• **Required work**:
Restate all of the data exactly.

[Stored items]
↓↓↓

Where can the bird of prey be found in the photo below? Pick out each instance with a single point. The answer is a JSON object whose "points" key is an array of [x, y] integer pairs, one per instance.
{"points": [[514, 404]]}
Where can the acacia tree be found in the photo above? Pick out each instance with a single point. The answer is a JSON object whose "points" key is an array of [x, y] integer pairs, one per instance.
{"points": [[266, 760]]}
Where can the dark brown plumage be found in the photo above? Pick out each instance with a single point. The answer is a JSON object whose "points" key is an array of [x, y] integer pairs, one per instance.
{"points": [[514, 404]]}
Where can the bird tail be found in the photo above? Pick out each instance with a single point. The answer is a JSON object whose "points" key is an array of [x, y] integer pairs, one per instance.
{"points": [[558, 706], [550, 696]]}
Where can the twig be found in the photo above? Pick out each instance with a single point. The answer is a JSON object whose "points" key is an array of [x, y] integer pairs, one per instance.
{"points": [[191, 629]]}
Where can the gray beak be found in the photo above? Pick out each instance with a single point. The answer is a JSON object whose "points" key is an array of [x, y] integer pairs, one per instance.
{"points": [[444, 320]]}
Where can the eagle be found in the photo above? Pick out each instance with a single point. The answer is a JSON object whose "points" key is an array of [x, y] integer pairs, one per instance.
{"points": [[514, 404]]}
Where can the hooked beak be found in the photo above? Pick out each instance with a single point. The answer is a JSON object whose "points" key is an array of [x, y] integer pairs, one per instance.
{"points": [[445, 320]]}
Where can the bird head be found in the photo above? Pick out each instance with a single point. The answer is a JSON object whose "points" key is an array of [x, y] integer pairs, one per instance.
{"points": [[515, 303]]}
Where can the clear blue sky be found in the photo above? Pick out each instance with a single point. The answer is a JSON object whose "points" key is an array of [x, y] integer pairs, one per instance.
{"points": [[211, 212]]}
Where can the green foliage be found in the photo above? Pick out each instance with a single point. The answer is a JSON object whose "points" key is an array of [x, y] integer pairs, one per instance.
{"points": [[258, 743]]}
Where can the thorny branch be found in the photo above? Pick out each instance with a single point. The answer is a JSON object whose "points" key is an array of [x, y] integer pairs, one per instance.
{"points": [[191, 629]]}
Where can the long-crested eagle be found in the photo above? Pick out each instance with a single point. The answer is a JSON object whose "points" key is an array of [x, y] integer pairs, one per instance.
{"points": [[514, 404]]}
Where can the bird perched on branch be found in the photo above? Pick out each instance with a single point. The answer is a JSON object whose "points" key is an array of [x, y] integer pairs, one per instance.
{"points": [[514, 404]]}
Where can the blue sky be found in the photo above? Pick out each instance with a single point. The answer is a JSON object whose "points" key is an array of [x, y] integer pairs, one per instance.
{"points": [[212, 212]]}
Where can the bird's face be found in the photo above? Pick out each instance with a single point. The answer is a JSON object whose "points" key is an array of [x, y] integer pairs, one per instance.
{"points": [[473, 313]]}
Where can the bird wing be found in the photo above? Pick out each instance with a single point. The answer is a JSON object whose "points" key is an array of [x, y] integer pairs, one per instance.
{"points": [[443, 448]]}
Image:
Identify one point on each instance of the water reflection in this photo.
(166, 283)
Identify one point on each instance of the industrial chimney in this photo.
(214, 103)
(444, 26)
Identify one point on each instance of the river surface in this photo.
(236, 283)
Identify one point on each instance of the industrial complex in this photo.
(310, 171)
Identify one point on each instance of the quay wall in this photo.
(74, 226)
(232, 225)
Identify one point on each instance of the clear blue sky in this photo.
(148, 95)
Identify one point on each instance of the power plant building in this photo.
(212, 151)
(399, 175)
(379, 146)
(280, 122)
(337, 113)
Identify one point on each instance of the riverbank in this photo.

↑↑↑

• **Completed exercise**:
Where can the bird of prey be found in the photo below? Pick out each instance with a single point. The answer is a JSON object whose "points" key is an array of [x, y] integer pairs, one per instance.
{"points": [[514, 404]]}
Where can the acacia tree be found in the photo above? Pick out each instance with a single point. The answer is a JSON object whose "points" key is an array of [x, y] integer pairs, one per instance.
{"points": [[266, 760]]}
Where can the dark brown plumage be found in the photo above? Pick out each instance with a single point. The answer is a JSON object whose "points" key is an array of [x, y] integer pairs, one per instance.
{"points": [[514, 404]]}
Where can the bird tail be found in the photo above? Pick out each instance with a single point. The answer is a JSON object whose "points" key is an array of [x, y] integer pairs, one per instance.
{"points": [[558, 706], [550, 696]]}
Where can the twig be found in the photo above? Pick out each instance with a single point. The answer is a JSON object whose "points" key is an array of [x, y] integer pairs, one per instance.
{"points": [[191, 629]]}
Where can the gray beak be found in the photo above? Pick out each instance with a single point. The answer is a JSON object whose "points" key is an array of [x, y] integer pairs, one per instance.
{"points": [[444, 320]]}
Where can the eagle be found in the photo above? Pick out each instance with a single point. The answer is a JSON object whose "points" key is an array of [x, y] integer pairs, one per instance.
{"points": [[514, 404]]}
Where can the hooked beak be found in the photo above? Pick out each instance with a single point. The answer is a JSON object whose "points" key is an array of [x, y] integer pairs, one per instance.
{"points": [[445, 320]]}
Where can the bird head be found in the photo above? Pick out each instance with a single point. The answer is a JSON object whose "points" key is an array of [x, y] integer pairs, one per instance.
{"points": [[515, 303]]}
Where can the clear blue sky be found in the photo above? Pick out each instance with a single point. The answer is a JSON object whose "points" key is an array of [x, y] integer pairs, one per instance.
{"points": [[211, 212]]}
Where can the green foliage be found in the photo above? Pick out each instance with a single point. The answer is a JSON object whose "points" key is an array of [x, y] integer pairs, one per instance.
{"points": [[258, 743]]}
Where can the thorny branch be found in the photo above? Pick out each instance with a single point. The answer is a JSON object whose "points" key is an array of [x, y] integer pairs, one per instance.
{"points": [[191, 629]]}
Where can the long-crested eagle be found in the photo above? Pick out each instance with a single point. The answer is a JSON object whose "points" key is an array of [x, y] integer pairs, one per instance.
{"points": [[514, 404]]}
Where can the bird perched on branch be found in the photo above? Pick out each instance with a single point. The answer is a JSON object whose "points" key is an array of [x, y] integer pairs, one per instance.
{"points": [[514, 404]]}
Where can the blue sky be found in the photo above? Pick out each instance with a single point. The answer is a JSON object whose "points" key is an array of [x, y] integer pairs, one per instance.
{"points": [[212, 212]]}
Where can the bird's face be found in the photo above? Pick out each instance with a single point. The answer is a JSON object whose "points" key is an array of [x, y] integer pairs, one per instance.
{"points": [[473, 313]]}
Where can the bird wing be found in the photo above? Pick out each instance with a single point. The answer is a JSON object whose "points" key is an array of [x, y] integer pairs, one per instance.
{"points": [[443, 448]]}
Image:
Identify one point on each instance of the water reflection in this photo.
(166, 283)
Identify one point on each instance of the industrial chimney in this photo.
(214, 103)
(444, 26)
Identify one point on each instance of the river surface in this photo.
(236, 283)
Identify one point on each instance of the industrial complex in this photo.
(310, 171)
Identify one point on each instance of the quay wall in this photo.
(74, 226)
(232, 225)
Identify one point on each instance of the clear blue sky in this photo.
(148, 95)
Identify one point on each instance of the power plant building in this photo.
(212, 151)
(399, 175)
(379, 146)
(280, 122)
(337, 113)
Identify one point on each instance of the riverbank in this photo.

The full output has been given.